(The task): Rewrite the part of the listing that opens with the line containing "One pin marks each instance of the spectator" and closes with the line containing "x=566 y=560", replacing "track pant" with "sweatpant" and leaving everything else unchanged.

(Dataset rows):
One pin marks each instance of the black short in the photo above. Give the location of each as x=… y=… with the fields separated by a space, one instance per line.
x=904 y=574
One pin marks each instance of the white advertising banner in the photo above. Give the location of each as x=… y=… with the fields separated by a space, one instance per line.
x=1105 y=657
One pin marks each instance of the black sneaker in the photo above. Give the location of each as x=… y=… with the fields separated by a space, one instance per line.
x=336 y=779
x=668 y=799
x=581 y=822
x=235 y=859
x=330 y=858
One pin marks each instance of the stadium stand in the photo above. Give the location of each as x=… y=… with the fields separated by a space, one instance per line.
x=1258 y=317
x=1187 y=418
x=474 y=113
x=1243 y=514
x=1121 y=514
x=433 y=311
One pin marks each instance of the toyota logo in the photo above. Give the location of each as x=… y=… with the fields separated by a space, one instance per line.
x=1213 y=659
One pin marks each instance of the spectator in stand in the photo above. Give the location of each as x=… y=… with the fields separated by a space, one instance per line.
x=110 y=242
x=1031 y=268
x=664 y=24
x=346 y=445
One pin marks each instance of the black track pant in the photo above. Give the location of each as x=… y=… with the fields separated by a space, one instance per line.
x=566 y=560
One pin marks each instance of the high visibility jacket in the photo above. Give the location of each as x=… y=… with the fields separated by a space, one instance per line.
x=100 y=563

(Answer below):
One pin marks each instance of the spectator in stand in the photo above. Give the location of each as x=… y=… with the fields separated by a space, one instance per line.
x=110 y=242
x=1031 y=268
x=664 y=24
x=346 y=445
One pin marks each instance of the black sweatpant in the photo above. Give the location of each as x=… y=… with the fields separated by a space, one instance per line.
x=566 y=560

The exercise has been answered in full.